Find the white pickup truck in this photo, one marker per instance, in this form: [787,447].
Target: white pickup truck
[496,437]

---

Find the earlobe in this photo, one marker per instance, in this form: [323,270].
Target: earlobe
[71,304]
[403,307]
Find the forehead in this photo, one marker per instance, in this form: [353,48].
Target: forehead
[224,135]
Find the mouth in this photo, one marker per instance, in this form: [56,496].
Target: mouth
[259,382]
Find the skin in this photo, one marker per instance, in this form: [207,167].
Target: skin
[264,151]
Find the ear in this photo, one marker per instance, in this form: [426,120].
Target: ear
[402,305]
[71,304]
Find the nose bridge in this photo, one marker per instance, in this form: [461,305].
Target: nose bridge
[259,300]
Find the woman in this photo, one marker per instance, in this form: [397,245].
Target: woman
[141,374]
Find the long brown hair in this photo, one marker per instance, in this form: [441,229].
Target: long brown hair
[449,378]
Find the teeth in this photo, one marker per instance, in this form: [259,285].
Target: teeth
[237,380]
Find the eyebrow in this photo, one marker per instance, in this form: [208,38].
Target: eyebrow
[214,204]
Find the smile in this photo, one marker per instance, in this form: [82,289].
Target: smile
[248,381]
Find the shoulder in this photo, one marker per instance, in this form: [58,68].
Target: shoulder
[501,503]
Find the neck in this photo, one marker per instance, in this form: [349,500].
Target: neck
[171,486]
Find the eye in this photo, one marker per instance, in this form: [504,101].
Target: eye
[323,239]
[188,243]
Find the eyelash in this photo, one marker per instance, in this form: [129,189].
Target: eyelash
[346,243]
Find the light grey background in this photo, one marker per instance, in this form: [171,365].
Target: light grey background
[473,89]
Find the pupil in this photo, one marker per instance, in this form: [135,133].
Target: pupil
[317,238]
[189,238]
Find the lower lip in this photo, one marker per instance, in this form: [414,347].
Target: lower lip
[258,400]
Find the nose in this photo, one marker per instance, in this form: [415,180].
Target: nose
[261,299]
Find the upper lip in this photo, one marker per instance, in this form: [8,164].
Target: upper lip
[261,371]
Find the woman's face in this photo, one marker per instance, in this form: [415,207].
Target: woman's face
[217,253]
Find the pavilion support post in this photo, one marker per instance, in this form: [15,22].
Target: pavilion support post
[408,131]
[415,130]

Exercise description: Please copy the lines above from the line with "Find the eyelash" up to and including the line with "Find the nose in", exactly as written and with nothing else.

Response:
Find the eyelash in this photo, one marker per instance, in this form: [129,189].
Target: eyelash
[346,243]
Find the light grey background in this photo, one marker per instance, in this form: [171,365].
Target: light grey background
[473,89]
Find the pupil in this photo, one marker per instance, in this form: [135,133].
Target: pupil
[317,238]
[189,238]
Find the lower lip in this photo, one marker per instance, in this form: [414,347].
Target: lower lip
[258,400]
Find the nose in this photo, one marker per instance, in this form: [415,180].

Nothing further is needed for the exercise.